Tarefa curta A –
Liste os comportamentos do professor sobre os quais as colegas já tinham avisado, segundo o excerto sobre assédio sexual na Universidade de Coimbra.

As narrativas permitem apreender os significados que os/as estudantes atribuem a estudar


na Universidade de Coimbra. Inevitavelmente, voltam-se para a abertura de horizontes e
de aprendizagens. Os/as docentes são igualmente representados/as figuras que pautam
pelo conhecimento e pela transmissão de valores. Porém, o problema do assédio sexual
surgiu aliado a estas representações:

(...) no meu 1º ano da Faculdade tinha um professor que não era correto com as
raparigas... só foi meu professor no 2º semestre e colegas tinham sido alunas
dele no 1º semestre... e elas já me tinham avisado que ele fazia assim...
comentários impróprios sobre a roupa das alunas, que gravava boomerangs das
alunas e punha nas histórias do Instagram, pedia para alunas o seguirem no
Instagram, adicionarem no Facebook... e é um homem que devia ter 35 anos no
máximo, novíssimo! E houve alguns episódios que me ficaram. Mas houve um
que eram 9h da manhã, estávamos na sala, mas ainda não tinham chegado
muitos alunos, então o professor começou a falar com umas raparigas que
estavam mais perto dele... e a rapariga estava a usar um top cai-cai e a primeira
coisa que o professor lhe diz é “que soutien é que usas para essa camisola?”. Foi
assim um momento... a miúda ficou desconfortável... não lhe respondeu (...). No
momento ninguém disse nada, mas esse professor, depois mais tarde, no início
do ano letivo passado, numa festa do meu curso, houve uns rapazes que o
convidaram (...). E ele foi e disse: “Ah!, se eu soubesse que, sei lá, um nome, a
Maria (nome fictício), fazia natação sincronizada, já a tinha ido ver há mais
tempo”. Depois, essa miúda fez queixa à coordenadora do curso e o professor foi
afastado totalmente. Mas ele... vocês se calhar pensariam, ok, é professor, se me
acontecer alguma coisa vai ser alguém que, não digo proteger, mas fazer com
que aquilo não aconteça na sala de aula dele... porque se fosse um aluno a fazer
um comentário, ele ia reprovar o aluno, reprovar o comentário, mas como era
ele a fazer, parecia que não havia mal. (Estudante A_F2, sexo feminino)

Este assunto é exposto maioritariamente pelas estudantes de sexo feminino, as quais


revelaram alguns sinais de receio em abordar o tópico nas sessões. O tema surgiu quando
já havia alguma conexão entre os/as participantes nas discussões, dado o grau de
intimidade necessário para a sua abordagem. Ainda assim, os discursos fluíram lentamente
e houve quase sempre a sensação de que ponderavam com muita moderação o que iam
dizendo.

Tarefa curta B –
Conte as linhas dos registos que contêm a palavra "rail" e responda só com o número.

Material fornecido –

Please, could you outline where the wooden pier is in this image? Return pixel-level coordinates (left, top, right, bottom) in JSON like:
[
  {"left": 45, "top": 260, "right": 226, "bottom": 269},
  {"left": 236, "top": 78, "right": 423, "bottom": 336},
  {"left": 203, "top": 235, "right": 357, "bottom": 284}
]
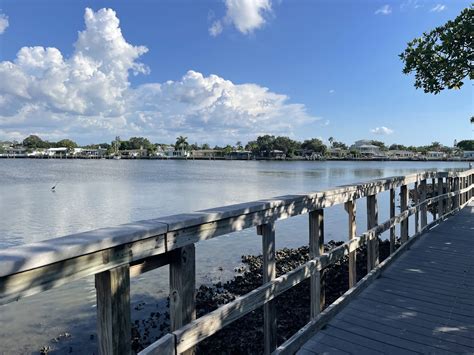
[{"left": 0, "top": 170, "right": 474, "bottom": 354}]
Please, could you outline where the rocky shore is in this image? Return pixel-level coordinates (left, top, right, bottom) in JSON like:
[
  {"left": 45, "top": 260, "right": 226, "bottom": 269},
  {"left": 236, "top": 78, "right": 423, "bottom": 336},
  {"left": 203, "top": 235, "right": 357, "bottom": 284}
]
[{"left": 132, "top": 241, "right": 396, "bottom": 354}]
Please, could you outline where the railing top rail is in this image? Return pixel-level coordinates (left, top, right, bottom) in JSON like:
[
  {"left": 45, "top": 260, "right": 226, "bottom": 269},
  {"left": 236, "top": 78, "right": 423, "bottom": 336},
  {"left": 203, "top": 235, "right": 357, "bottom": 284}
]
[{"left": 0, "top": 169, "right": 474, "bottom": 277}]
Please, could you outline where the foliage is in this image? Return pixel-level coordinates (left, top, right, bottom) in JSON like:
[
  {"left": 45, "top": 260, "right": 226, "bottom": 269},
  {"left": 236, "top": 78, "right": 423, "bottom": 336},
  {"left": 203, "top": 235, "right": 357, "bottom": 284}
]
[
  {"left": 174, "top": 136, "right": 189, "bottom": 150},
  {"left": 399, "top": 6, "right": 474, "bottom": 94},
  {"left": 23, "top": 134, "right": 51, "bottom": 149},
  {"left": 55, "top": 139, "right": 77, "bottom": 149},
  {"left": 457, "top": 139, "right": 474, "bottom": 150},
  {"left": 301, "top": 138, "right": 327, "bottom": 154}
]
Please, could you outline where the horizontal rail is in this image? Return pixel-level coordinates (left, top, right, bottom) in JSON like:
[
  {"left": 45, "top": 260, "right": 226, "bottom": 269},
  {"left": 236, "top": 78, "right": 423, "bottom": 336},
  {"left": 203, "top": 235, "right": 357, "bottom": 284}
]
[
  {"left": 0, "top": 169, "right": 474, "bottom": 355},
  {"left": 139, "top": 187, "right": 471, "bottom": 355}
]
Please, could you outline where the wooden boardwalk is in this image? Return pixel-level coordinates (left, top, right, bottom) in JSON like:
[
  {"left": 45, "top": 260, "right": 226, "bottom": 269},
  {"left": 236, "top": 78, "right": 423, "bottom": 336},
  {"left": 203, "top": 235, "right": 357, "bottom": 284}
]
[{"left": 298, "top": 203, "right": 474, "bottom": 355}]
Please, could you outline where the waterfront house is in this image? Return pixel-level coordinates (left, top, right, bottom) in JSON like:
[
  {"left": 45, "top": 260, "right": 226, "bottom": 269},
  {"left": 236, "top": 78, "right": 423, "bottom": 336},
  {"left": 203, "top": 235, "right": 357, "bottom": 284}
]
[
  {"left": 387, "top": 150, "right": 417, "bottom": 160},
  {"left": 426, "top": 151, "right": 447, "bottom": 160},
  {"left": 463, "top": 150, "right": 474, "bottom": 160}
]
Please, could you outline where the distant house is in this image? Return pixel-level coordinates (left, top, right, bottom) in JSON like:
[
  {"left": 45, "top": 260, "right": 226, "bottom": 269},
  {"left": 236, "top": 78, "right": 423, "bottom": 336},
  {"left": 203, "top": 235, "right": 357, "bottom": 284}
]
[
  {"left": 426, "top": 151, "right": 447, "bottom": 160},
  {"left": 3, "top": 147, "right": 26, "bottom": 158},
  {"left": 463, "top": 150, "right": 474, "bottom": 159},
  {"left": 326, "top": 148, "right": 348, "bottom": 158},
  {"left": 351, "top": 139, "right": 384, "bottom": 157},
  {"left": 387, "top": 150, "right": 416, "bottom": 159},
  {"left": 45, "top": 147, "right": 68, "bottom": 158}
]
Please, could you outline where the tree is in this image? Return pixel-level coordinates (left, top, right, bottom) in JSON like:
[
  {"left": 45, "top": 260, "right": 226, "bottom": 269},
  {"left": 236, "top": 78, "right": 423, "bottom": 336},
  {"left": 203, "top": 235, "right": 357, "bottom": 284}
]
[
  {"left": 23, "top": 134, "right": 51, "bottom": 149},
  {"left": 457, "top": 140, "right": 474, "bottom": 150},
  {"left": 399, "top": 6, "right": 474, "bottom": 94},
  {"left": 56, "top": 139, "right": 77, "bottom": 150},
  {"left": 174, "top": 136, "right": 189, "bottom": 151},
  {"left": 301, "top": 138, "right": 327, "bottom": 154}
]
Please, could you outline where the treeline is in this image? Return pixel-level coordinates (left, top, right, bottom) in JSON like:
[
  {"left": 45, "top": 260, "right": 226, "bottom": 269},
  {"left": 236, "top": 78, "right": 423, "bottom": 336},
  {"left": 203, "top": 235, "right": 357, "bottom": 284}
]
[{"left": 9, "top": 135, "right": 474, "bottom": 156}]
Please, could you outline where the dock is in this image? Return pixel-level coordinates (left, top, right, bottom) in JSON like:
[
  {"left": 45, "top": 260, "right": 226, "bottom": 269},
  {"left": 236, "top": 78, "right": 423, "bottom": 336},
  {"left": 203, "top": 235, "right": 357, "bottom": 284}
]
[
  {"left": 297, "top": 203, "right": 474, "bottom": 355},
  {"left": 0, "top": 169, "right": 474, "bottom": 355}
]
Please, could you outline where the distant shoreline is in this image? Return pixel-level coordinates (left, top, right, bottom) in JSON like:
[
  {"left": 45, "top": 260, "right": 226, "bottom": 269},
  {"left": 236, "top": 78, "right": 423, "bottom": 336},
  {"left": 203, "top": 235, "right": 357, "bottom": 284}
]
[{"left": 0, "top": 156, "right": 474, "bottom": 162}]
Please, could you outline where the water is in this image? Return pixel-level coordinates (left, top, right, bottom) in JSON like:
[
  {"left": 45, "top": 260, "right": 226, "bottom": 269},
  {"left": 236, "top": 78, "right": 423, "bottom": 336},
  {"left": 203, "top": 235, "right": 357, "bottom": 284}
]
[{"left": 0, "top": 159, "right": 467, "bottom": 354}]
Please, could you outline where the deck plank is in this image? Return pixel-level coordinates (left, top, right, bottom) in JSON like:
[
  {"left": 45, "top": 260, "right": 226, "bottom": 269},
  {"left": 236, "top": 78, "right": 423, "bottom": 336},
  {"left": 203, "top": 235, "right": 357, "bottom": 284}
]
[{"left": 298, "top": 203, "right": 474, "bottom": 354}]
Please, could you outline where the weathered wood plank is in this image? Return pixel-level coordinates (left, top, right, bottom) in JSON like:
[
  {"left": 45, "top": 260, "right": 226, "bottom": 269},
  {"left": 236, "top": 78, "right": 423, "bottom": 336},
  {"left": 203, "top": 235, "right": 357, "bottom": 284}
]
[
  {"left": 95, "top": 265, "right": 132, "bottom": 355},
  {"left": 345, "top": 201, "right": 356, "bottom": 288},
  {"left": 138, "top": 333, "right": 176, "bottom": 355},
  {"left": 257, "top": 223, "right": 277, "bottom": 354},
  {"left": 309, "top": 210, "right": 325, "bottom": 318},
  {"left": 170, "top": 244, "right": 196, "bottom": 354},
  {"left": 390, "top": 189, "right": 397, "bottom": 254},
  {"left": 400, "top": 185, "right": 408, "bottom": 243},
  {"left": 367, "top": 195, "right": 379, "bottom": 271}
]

* * *

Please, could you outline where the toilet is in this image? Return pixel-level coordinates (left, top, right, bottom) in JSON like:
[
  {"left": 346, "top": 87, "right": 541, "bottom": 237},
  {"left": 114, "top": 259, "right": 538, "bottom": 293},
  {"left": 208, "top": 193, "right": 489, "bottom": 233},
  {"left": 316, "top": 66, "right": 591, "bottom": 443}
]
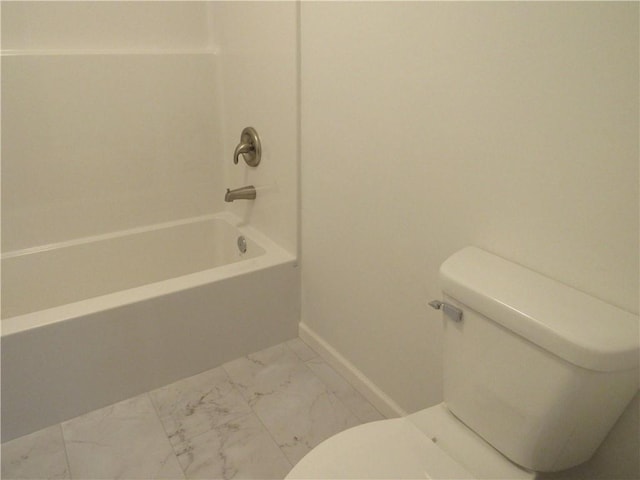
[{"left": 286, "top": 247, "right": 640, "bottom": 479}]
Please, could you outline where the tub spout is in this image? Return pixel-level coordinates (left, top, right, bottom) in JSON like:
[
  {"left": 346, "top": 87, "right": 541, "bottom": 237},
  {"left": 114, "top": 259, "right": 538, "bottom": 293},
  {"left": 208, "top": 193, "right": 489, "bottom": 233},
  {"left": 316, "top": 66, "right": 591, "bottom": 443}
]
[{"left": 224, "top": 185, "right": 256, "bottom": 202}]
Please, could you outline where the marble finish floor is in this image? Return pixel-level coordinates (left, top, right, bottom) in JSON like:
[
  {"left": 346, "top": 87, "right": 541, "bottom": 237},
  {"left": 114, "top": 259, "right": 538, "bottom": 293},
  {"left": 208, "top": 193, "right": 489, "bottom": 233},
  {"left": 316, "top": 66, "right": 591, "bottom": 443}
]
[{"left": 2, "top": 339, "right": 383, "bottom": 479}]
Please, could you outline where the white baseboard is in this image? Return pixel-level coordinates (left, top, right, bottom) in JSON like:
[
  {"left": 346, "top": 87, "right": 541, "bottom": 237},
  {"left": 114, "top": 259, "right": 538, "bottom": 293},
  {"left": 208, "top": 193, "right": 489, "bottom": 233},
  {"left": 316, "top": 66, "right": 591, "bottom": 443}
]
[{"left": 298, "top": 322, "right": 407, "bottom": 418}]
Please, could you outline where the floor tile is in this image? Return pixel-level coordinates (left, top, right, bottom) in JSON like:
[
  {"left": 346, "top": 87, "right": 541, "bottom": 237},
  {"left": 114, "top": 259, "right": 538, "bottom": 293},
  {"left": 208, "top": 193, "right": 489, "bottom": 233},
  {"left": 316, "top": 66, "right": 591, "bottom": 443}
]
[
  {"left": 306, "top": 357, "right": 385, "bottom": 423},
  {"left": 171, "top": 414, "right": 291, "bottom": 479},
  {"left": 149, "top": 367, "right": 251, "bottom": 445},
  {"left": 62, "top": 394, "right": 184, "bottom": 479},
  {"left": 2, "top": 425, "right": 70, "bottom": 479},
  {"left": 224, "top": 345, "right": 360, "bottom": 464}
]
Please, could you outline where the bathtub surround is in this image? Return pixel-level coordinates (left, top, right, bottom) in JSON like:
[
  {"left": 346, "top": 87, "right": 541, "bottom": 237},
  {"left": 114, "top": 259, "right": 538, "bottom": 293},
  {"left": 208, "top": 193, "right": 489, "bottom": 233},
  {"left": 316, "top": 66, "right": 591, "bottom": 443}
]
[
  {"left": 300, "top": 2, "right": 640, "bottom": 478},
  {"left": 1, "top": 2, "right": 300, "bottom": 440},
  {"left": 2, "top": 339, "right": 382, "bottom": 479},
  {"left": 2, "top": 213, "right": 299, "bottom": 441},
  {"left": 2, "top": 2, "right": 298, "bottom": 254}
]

Resposta completa A –
- Fazia comentários impróprios sobre a roupa das alunas.
- Gravava boomerangs das alunas e punha-os nas histórias do Instagram.
- Pedia às alunas que o seguissem no Instagram.
- Pedia às alunas que o adicionassem no Facebook.

Resposta completa B –
2